What you will do. Reproduce everything from the line containing "Thank you for the photograph. Please indicate the window" down to the end of the entries, requests included. Shift each answer coordinate by adding 62 to both of its numbers, and leave the sample coordinates unchanged.

Data to process.
==*==

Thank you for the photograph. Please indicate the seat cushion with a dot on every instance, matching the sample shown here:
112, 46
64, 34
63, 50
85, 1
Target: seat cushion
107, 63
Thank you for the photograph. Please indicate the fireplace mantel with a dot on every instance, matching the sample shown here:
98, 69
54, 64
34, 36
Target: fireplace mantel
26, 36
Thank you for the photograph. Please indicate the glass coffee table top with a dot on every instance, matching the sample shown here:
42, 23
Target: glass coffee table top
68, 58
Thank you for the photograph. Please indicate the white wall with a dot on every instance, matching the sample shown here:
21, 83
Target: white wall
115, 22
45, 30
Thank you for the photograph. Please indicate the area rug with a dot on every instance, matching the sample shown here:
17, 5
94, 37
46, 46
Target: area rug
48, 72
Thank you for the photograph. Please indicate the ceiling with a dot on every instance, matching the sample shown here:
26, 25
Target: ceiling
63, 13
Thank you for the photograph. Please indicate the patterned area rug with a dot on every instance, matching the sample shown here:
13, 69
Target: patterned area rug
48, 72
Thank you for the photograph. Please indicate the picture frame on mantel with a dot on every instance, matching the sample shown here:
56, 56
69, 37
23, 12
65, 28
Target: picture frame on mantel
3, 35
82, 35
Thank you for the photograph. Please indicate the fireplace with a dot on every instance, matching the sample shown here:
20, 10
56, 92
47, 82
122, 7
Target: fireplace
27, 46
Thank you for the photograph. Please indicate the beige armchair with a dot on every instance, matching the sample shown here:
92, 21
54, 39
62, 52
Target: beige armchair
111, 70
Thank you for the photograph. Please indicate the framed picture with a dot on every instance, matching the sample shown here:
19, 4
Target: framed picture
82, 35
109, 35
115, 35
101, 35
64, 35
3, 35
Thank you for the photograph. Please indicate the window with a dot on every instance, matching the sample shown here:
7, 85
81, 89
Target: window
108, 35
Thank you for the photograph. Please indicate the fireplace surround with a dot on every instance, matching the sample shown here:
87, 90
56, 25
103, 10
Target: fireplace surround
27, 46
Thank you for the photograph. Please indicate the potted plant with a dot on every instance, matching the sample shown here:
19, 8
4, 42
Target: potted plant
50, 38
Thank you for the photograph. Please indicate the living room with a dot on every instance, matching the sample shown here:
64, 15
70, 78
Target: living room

==*==

Answer for this exercise.
Thank you for the photograph. Please indicate the window with a dot on every instance, matching the sample shown here:
7, 85
81, 89
Target: window
170, 97
Thank you for the photograph. Please indicate the fireplace surround with a dot on every instance, matching the sample shown here:
87, 90
56, 25
103, 10
Target: fireplace surround
89, 108
Thank you for the photograph. Please indicate the potted plant with a dot on every instance, matching the sample shown here:
19, 8
4, 42
Target: potted plant
112, 100
Thank you for the photograph. Please indicate the living room with a dot on every instance, matching the sample shown here:
64, 15
70, 78
Target: living room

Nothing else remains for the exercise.